Could you copy each of the items below word for word, line by line?

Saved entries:
○ ○ ○

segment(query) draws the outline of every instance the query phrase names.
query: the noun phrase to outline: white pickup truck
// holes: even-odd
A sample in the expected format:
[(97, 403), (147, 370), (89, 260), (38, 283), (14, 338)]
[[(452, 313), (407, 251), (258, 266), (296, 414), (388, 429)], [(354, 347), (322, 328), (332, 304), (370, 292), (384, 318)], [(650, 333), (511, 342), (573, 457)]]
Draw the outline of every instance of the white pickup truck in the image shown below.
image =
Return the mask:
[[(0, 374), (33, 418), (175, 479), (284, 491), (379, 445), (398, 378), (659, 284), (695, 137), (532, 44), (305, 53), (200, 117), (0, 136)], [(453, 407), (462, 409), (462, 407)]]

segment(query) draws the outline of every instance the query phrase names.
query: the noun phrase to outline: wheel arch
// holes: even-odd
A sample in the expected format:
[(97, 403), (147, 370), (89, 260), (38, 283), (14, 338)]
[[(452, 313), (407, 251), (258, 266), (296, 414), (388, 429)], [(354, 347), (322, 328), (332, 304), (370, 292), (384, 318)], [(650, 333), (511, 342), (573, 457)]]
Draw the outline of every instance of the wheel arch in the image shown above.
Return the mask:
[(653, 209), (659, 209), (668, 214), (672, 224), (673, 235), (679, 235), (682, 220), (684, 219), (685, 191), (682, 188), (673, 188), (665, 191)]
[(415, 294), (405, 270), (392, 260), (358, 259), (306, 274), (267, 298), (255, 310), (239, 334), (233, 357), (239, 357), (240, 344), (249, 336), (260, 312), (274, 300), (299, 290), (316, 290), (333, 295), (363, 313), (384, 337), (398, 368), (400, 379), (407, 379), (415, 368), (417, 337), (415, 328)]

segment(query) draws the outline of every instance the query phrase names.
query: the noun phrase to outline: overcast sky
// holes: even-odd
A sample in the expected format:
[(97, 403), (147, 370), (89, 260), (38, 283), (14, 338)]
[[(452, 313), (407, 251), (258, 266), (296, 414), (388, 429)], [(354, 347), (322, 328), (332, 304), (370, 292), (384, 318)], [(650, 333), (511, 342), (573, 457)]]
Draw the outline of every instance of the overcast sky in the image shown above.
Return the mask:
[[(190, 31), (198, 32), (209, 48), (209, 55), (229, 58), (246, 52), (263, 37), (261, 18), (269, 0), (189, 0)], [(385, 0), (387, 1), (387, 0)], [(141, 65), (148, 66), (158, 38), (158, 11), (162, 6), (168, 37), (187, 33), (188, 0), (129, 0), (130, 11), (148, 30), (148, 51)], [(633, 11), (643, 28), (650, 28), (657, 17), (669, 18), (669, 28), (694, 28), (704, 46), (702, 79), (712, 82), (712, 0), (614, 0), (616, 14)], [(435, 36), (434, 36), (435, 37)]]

○ ○ ○

Written answer:
segment(query) draws the outline of every instance the query phrase names.
query: the noun phrase to outline: white pickup truck
// holes: even-odd
A sample in the expected format:
[(97, 403), (147, 370), (89, 260), (38, 283), (14, 338)]
[[(452, 313), (407, 251), (258, 266), (296, 414), (388, 429)], [(354, 347), (322, 328), (332, 304), (370, 292), (384, 318)], [(650, 333), (511, 342), (573, 457)]]
Draw the outline of every instance of the white pickup truck in the image shown below.
image =
Return the mask:
[[(0, 374), (33, 418), (175, 479), (284, 491), (379, 445), (398, 378), (659, 284), (695, 137), (532, 44), (305, 53), (200, 117), (0, 136)], [(453, 407), (462, 409), (462, 407)]]

segment(query) draws the outline of every instance the query phrase names.
query: the noun phrase to outline: wheel arch
// holes: even-odd
A sample in the expected format:
[(97, 403), (147, 370), (89, 260), (38, 283), (14, 338)]
[[(452, 313), (407, 251), (258, 266), (296, 414), (388, 429)], [(354, 347), (322, 328), (332, 304), (370, 292), (384, 318)], [(650, 333), (511, 342), (573, 457)]]
Draw the outline of every instance of the wheel arch in the image shown above.
Return the mask:
[(653, 209), (659, 209), (668, 214), (672, 224), (673, 235), (679, 235), (682, 220), (684, 219), (685, 191), (682, 188), (673, 188), (665, 191)]
[(415, 294), (405, 270), (392, 260), (358, 259), (306, 274), (267, 298), (255, 310), (239, 334), (233, 357), (239, 357), (240, 344), (249, 336), (260, 312), (274, 300), (299, 290), (316, 290), (333, 295), (363, 313), (384, 337), (398, 368), (400, 379), (407, 379), (415, 368), (417, 337), (415, 328)]

segment(query) draws the outline of every instance the query phrase names.
query: the noun phrase to outline: overcast sky
// holes: even-odd
A sample in the expected format:
[(97, 403), (147, 370), (89, 260), (38, 283), (14, 338)]
[[(452, 313), (407, 251), (258, 266), (296, 414), (388, 429)], [(354, 347), (322, 328), (332, 304), (370, 292), (384, 318)], [(650, 333), (511, 342), (573, 457)]]
Draw the outline of every instance of the overcast sky in the image shown above.
Return the mask:
[[(190, 31), (198, 32), (209, 48), (209, 55), (229, 58), (246, 52), (263, 37), (261, 18), (269, 0), (189, 0)], [(385, 0), (387, 1), (387, 0)], [(141, 65), (148, 66), (158, 38), (158, 11), (162, 6), (168, 37), (187, 33), (188, 0), (129, 0), (130, 11), (148, 30), (148, 51)], [(633, 11), (643, 28), (650, 28), (657, 17), (669, 18), (669, 28), (694, 28), (704, 46), (702, 79), (712, 82), (712, 0), (614, 0), (616, 14)], [(435, 36), (434, 36), (435, 37)]]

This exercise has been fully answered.